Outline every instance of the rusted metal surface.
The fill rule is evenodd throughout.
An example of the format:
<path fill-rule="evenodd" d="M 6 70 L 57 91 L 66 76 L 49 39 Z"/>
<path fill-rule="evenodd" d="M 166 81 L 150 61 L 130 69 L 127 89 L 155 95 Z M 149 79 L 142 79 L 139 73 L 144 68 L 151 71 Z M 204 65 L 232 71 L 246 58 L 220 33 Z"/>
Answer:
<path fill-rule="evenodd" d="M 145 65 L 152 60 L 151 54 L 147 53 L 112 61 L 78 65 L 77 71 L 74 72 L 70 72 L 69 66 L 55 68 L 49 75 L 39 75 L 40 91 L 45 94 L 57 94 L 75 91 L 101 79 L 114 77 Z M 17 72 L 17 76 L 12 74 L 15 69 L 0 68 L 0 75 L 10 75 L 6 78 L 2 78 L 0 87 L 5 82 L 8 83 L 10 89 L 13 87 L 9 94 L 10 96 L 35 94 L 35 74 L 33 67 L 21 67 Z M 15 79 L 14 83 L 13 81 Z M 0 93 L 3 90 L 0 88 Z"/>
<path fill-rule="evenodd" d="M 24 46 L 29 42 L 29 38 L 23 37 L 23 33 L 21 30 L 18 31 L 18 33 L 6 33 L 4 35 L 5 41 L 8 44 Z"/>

****

— GOAL —
Reproduce the data, keeping every line exactly the same.

— COMPLETE RESPONSE —
Outline every instance of the rusted metal surface.
The fill rule is evenodd throughout.
An example of the format:
<path fill-rule="evenodd" d="M 6 70 L 57 91 L 66 76 L 49 39 Z"/>
<path fill-rule="evenodd" d="M 166 81 L 150 61 L 130 69 L 127 89 L 155 95 Z M 149 79 L 142 79 L 139 73 L 144 68 L 151 71 Z M 204 65 L 232 71 L 246 58 L 220 33 Z"/>
Answer:
<path fill-rule="evenodd" d="M 145 65 L 152 60 L 151 54 L 147 53 L 112 61 L 78 65 L 77 71 L 74 72 L 70 72 L 69 66 L 55 68 L 49 75 L 39 75 L 40 91 L 45 94 L 57 94 L 75 91 L 101 79 L 114 77 Z M 17 72 L 17 76 L 12 74 L 15 69 L 0 68 L 0 75 L 10 75 L 6 78 L 2 78 L 0 87 L 5 82 L 8 83 L 10 89 L 13 87 L 9 94 L 10 96 L 35 94 L 35 74 L 33 67 L 21 67 Z M 15 79 L 14 83 L 13 81 Z M 0 93 L 3 90 L 0 88 Z"/>
<path fill-rule="evenodd" d="M 24 46 L 29 42 L 29 38 L 23 37 L 23 33 L 21 30 L 18 31 L 18 33 L 6 33 L 4 35 L 5 41 L 8 44 Z"/>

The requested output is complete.